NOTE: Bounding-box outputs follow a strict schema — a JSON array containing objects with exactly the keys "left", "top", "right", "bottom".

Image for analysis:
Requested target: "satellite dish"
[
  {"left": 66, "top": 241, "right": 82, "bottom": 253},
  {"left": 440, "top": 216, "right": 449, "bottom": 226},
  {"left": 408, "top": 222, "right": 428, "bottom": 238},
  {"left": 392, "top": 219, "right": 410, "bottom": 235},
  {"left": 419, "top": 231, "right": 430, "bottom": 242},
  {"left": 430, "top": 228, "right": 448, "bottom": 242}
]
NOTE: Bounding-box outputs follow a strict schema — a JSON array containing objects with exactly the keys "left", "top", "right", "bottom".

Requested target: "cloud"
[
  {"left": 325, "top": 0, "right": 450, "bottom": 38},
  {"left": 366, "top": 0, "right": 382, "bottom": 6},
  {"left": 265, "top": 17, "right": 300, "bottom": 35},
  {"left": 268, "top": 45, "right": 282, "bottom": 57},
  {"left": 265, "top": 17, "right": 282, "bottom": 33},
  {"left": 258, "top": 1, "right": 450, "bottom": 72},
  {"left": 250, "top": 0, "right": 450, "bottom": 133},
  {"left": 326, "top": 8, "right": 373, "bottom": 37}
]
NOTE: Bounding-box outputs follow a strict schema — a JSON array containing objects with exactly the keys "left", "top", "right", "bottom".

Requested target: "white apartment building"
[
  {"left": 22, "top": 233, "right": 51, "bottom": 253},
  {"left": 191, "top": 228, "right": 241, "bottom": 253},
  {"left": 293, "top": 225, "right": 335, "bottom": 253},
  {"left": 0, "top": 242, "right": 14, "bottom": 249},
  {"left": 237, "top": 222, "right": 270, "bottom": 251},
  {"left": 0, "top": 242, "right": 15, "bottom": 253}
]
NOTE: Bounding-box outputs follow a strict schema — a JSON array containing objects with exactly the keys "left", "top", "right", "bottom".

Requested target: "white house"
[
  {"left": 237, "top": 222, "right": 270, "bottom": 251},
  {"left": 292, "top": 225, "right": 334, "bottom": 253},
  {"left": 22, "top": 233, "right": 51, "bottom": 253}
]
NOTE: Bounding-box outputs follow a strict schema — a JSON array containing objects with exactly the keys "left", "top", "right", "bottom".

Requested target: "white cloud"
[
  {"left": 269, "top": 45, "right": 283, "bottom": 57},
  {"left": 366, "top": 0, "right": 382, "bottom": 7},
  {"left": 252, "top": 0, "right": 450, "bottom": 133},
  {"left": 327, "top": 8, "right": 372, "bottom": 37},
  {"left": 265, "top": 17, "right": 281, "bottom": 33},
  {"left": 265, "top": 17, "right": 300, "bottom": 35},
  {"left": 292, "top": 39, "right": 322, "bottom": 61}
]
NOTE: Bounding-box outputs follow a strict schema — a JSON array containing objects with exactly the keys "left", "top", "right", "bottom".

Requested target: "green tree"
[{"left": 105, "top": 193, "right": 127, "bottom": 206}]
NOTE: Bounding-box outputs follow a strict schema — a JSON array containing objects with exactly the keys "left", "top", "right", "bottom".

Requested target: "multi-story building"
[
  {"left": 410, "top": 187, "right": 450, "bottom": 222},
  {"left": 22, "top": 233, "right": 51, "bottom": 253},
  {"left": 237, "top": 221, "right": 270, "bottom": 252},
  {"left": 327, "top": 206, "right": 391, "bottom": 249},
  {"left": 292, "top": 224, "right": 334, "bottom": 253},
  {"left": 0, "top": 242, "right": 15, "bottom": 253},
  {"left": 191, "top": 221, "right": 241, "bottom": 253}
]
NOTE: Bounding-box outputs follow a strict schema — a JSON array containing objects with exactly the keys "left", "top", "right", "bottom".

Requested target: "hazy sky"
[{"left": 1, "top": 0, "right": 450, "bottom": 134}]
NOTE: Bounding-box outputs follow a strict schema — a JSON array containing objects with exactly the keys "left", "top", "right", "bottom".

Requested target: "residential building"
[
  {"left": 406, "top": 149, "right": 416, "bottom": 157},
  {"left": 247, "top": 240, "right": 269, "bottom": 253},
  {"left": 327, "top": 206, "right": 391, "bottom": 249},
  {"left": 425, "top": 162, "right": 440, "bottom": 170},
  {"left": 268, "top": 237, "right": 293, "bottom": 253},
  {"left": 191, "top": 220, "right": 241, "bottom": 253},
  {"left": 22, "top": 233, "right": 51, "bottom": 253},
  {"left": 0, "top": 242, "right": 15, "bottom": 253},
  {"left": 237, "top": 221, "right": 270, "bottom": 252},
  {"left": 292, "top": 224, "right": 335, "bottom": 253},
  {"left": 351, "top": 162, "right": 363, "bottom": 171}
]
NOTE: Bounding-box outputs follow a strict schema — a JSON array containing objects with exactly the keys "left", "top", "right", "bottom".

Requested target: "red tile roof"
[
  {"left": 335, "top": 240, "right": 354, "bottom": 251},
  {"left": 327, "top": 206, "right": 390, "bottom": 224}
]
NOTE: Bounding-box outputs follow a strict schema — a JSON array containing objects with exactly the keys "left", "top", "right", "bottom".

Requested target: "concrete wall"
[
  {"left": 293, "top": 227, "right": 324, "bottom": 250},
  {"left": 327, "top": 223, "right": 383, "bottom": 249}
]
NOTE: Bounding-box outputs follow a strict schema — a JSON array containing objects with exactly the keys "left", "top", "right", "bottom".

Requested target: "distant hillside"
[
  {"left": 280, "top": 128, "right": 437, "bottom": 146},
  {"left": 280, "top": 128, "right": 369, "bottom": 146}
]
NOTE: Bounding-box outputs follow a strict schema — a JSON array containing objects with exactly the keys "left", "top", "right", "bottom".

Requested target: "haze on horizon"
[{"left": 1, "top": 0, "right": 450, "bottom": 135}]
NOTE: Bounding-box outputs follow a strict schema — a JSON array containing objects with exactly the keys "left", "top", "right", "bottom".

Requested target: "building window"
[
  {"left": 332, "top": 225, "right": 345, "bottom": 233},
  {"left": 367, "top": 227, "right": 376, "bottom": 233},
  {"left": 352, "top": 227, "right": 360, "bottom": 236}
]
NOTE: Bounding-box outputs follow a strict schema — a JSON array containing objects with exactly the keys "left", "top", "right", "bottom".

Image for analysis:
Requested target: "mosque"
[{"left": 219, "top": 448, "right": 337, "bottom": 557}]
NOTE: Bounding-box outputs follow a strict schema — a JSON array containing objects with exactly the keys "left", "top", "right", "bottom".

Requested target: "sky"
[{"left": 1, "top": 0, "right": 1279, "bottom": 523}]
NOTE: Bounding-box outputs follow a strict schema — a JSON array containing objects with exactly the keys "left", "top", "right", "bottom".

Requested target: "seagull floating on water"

---+---

REQUIREMENT
Please set down the whole listing above without altering a single line.

RESPONSE AREA
NOTE: Bounding-box outputs follow a strict schema — a JSON array containing objects with exactly the keys "left", "top", "right", "bottom".

Image for analysis:
Requested target: "satellite dish"
[
  {"left": 66, "top": 241, "right": 82, "bottom": 253},
  {"left": 440, "top": 216, "right": 449, "bottom": 226},
  {"left": 408, "top": 222, "right": 428, "bottom": 238},
  {"left": 392, "top": 219, "right": 410, "bottom": 235},
  {"left": 419, "top": 231, "right": 430, "bottom": 242},
  {"left": 430, "top": 228, "right": 448, "bottom": 242}
]
NOTE: Bounding-box outputs follow a strict schema — a JSON array containing objects with exactly the keys "left", "top", "right", "bottom".

Requested target: "cloud"
[
  {"left": 325, "top": 0, "right": 450, "bottom": 38},
  {"left": 366, "top": 0, "right": 382, "bottom": 6},
  {"left": 265, "top": 17, "right": 300, "bottom": 35},
  {"left": 268, "top": 45, "right": 282, "bottom": 57},
  {"left": 265, "top": 17, "right": 282, "bottom": 33},
  {"left": 258, "top": 1, "right": 450, "bottom": 72},
  {"left": 250, "top": 0, "right": 450, "bottom": 133},
  {"left": 326, "top": 8, "right": 373, "bottom": 37}
]
NOTE: Bounding-box outputs follow a strict schema — a JSON array containing objects with exactly the keys "left", "top", "right", "bottom".

Requested target: "white apartment building"
[
  {"left": 22, "top": 233, "right": 51, "bottom": 253},
  {"left": 191, "top": 228, "right": 241, "bottom": 253},
  {"left": 293, "top": 225, "right": 335, "bottom": 253},
  {"left": 0, "top": 242, "right": 14, "bottom": 249},
  {"left": 237, "top": 222, "right": 270, "bottom": 251},
  {"left": 0, "top": 242, "right": 15, "bottom": 253}
]
NOTE: Bounding-box outputs follow a strict schema — a JSON array containing objects with exactly the keys "left", "top", "right", "bottom".

Requested target: "white house"
[
  {"left": 237, "top": 222, "right": 270, "bottom": 251},
  {"left": 292, "top": 225, "right": 334, "bottom": 253},
  {"left": 22, "top": 233, "right": 51, "bottom": 253}
]
NOTE: Bounding-box outputs follow a strict schema — a JSON array containing objects with exactly the keys "left", "top", "right", "bottom".

Requested target: "white cloud"
[
  {"left": 269, "top": 45, "right": 283, "bottom": 57},
  {"left": 366, "top": 0, "right": 382, "bottom": 7},
  {"left": 252, "top": 0, "right": 450, "bottom": 133},
  {"left": 327, "top": 8, "right": 372, "bottom": 37},
  {"left": 265, "top": 17, "right": 281, "bottom": 33},
  {"left": 265, "top": 17, "right": 300, "bottom": 35},
  {"left": 292, "top": 39, "right": 322, "bottom": 61}
]
NOTE: Bounding-box outputs follow a strict schema — a JSON array containing objects with exactly the keys "left", "top", "right", "bottom".

Requested target: "green tree"
[{"left": 105, "top": 193, "right": 127, "bottom": 206}]
NOTE: Bounding-box outputs follow a strict schema — a JSON array containing objects with exactly the keys "left", "top", "right", "bottom".

Requested target: "multi-story building"
[
  {"left": 410, "top": 187, "right": 450, "bottom": 222},
  {"left": 22, "top": 233, "right": 51, "bottom": 253},
  {"left": 237, "top": 221, "right": 270, "bottom": 252},
  {"left": 327, "top": 206, "right": 391, "bottom": 249},
  {"left": 292, "top": 224, "right": 334, "bottom": 253},
  {"left": 0, "top": 242, "right": 15, "bottom": 253},
  {"left": 191, "top": 221, "right": 241, "bottom": 253}
]
NOTE: Bounding-box outputs follow a strict schema — a JSON array containing objects with exactly the keys "left", "top", "right", "bottom".

Requested target: "hazy sky"
[{"left": 1, "top": 0, "right": 450, "bottom": 134}]
NOTE: Bounding-box outputs follow a strict schema — a JSON array containing objects with exactly the keys "left", "top", "right", "bottom".

Requested target: "residential building"
[
  {"left": 406, "top": 149, "right": 416, "bottom": 157},
  {"left": 247, "top": 240, "right": 269, "bottom": 253},
  {"left": 327, "top": 206, "right": 391, "bottom": 249},
  {"left": 425, "top": 162, "right": 440, "bottom": 170},
  {"left": 268, "top": 237, "right": 293, "bottom": 253},
  {"left": 191, "top": 220, "right": 241, "bottom": 253},
  {"left": 22, "top": 233, "right": 51, "bottom": 253},
  {"left": 0, "top": 242, "right": 15, "bottom": 253},
  {"left": 237, "top": 221, "right": 270, "bottom": 252},
  {"left": 292, "top": 224, "right": 335, "bottom": 253},
  {"left": 351, "top": 162, "right": 363, "bottom": 171}
]
NOTE: Bounding-box outputs follow a strict schema — a JSON array containing objects with exactly the keys "left", "top", "right", "bottom".

Requested target: "red tile roof"
[
  {"left": 335, "top": 240, "right": 354, "bottom": 251},
  {"left": 327, "top": 206, "right": 390, "bottom": 224}
]
NOTE: Bounding-box outputs follow a strict schema — a JSON array containing objects with exactly the keys "left", "top", "right", "bottom".

Requested target: "concrete wall"
[
  {"left": 293, "top": 227, "right": 324, "bottom": 250},
  {"left": 327, "top": 223, "right": 383, "bottom": 249}
]
NOTE: Bounding-box outputs follow a strict schema — a JSON array containing objects with exactly the keys "left", "top", "right", "bottom".

Requested target: "distant hillside"
[
  {"left": 280, "top": 128, "right": 437, "bottom": 146},
  {"left": 280, "top": 128, "right": 369, "bottom": 146}
]
NOTE: Bounding-box outputs follow a strict schema — a JSON array containing objects with exactly the keys "left", "top", "right", "bottom".

Requested target: "haze on horizon"
[{"left": 1, "top": 0, "right": 450, "bottom": 135}]
NOTE: Bounding-box outputs follow a strict schema — a JSON array containing objects with exactly the keys "left", "top", "right", "bottom".

Requested target: "building window"
[
  {"left": 332, "top": 225, "right": 345, "bottom": 233},
  {"left": 367, "top": 227, "right": 376, "bottom": 233},
  {"left": 352, "top": 227, "right": 360, "bottom": 236}
]
NOTE: Bounding-box outputs follow a strict schema — a JSON array containing objects with exactly the keys "left", "top", "right", "bottom".

Image for analysis:
Requested target: "mosque"
[{"left": 219, "top": 448, "right": 337, "bottom": 557}]
NOTE: Bounding-box outputs follow a strict schema — a JSON array containing objects with exactly the keys "left", "top", "right", "bottom".

Requested target: "sky"
[{"left": 1, "top": 0, "right": 1279, "bottom": 523}]
NOTE: Bounding-box outputs follow a strict schema — a JSON array containing objects with exactly the keys "left", "top", "right", "bottom".

Requested target: "seagull floating on water"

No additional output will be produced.